[Openstack] Blueprint proposal: Drop setuptools_git for including data/config files

Thomas Goirand thomas at goirand.fr
Tue Dec 18 16:22:51 UTC 2012

On 12/18/2012 05:29 PM, Sascha Peilicke wrote:
> On 12/17/2012 04:47 PM, Thomas Goirand wrote:
>> This
>> means that absolutely all of our packages have to embed a patch in
>> debian/patches to "fix" the "wrong" MANIFEST.in.
>> We've spent quite some time on that. Or rather, should I say: it's a
>> real time waster.
>> While I do agree that the MANIFEST.in should be generated automatically,
>> I don't think it should be stored in a "wrong" way on github.
> So it should either contain something meaningful or be removed. In their
> current state, these files are just worthless.


On 12/18/2012 07:50 PM, Mark McLoughlin wrote:
>   1) You don't build packages from the tarballs produced by upstream.
>      I don't understand why you don't use tarballs, but I'm willing
>      to assume it's not something you can (or want to) change.

In many ways, it's very convenient to do what we do. We could go back to
use tarballs, but if it is avoidable, I want to keep the current system.

>   2) Instead you use git-buildpackage which I know nothing about.

Shortly, git-buildpackage uses an upstream branch (often called
"master") containing upstream code, and a Debian branch containing that,
plus the debian folder. Typing "git-buildpackage" does all the magic
needed to build a Debian package, with the added bonus that you don't
have to build where your package is stored (usually, we build in
../build-area), which means no risk to modify any files in your Git

>   3) You work from git repositories forked from upstream e.g.
>      which AFAICT just add a debian/ directory to the source tree


>   4) 'get-vcs-source' somehow generates a tarball from this tree. I'm
>      guessing it does 'git archive' rather than
>      'python setup.py sdist' but I'm not sure. Some more digging
>      turns up:
>      and it seems that yes, you're using 'git archive'

That's correct, you've found out quite well. Also, "get-vcs-source"
fetches the master branch from upstream (git add remote, git fetch...).

The repository is either git://github.com/openstack/<package-name>.git,
or we just override the UPSTREAM_GIT variable before including
/usr/share/openstack-pkg-tools/pkgos.make (that's needed for python
modules which are not on the github.com/openstack repo).

__Dataset content__
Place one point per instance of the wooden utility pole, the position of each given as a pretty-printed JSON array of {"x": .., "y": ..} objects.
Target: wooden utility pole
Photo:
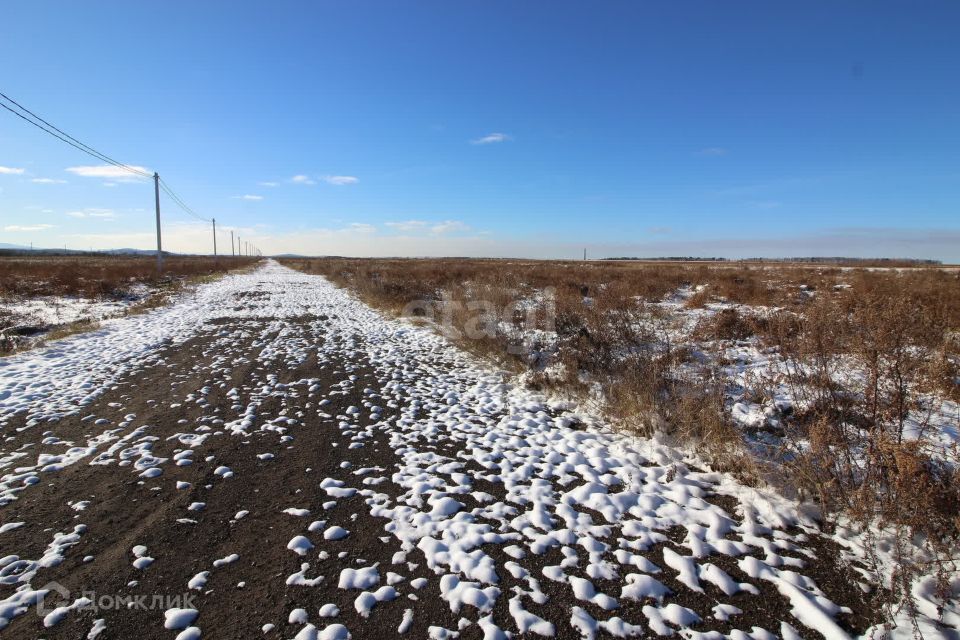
[{"x": 156, "y": 193}]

__Exercise tasks__
(a) According to the OpenStack packaging post, where are Debian packages usually built when using git-buildpackage?
(b) Carry on the OpenStack packaging post from the point where it stops.
The data has no connection to the text.

__Answers to the exercise__
(a) In ../build-area.

(b)
>   5) I'm guessing there are two issues with these 'git archive'
>      generated tarballs - (a) there's no versioninfo file so
>      setuptools doesn't know have a version number and (b) there's
>      no .git directory so setuptools doesn't have an accurate way of
>      building a manifest
>      I'm not completely clear what setuptools commands are failing
>      because of issue (b)

All the above is exactly right!

One of the reasons we are happy to use git archive is that this produces
a Debian orig.tar.xz (notice the xz, and not just gz) from *any* commit,
if we want to. Let me explain how it works.

Let's say I want to make a snapshot release of Ceilometer for the commit
hash 23ff2f9bbfc14e435c4c04ddddfba473cf2a829b (this is an actual real
life example, in fact...). Then, to do that, I just do:

git checkout master
git log # find out what's the name of the tag...
git tag 2013.1_g0.4+23ff2f9bbf 23ff2f9bbfc14e435c4c04ddddfba473cf2a829b
git checkout debian/experimental
git merge -X theirs 23ff2f9bbfc14e435c4c04ddddfba473cf2a829b

Then I edit my debian/changelog so it matches the tag:

<example debian/changelog>
ceilometer (2013.1~g0.4+23ff2f9bbf-1) experimental; urgency=low

  * Initial release (Closes: #693406).

 -- Thomas Goirand <zigo at debian.org>  Wed, 14 Nov 2012 14:41:52 +0000
<end of example debian/changelog>

(the important bit is of course the version number above)

Then I generate the orig.tar.xz:

./debian/rules get-vcs-source
cp ../ceilometer_2013.1~g0.4+23ff2f9bbf.orig.tar.xz ../build-area

Then I just build:

Another reason why git is convenient, is that we can cherry pick -x
stuff from upstream, do branching, etc. Well, do I really have to
convince people of this list that git is convenient? :) Probably not.

>   6) However, you seem to be saying that issue (b) isn't an issue but
>      rather inaccurate MANIFEST.in files are the problem. How exactly
>      are they causing a problem. If we delete those files from
>      upstream git, does that work for you?

Well, it be better if the MANIFEST.in could be stored correctly in
upstream Git repositories, so we wouldn't have to deal with them.
Currently, we embed a patch in debian/patches to fix them.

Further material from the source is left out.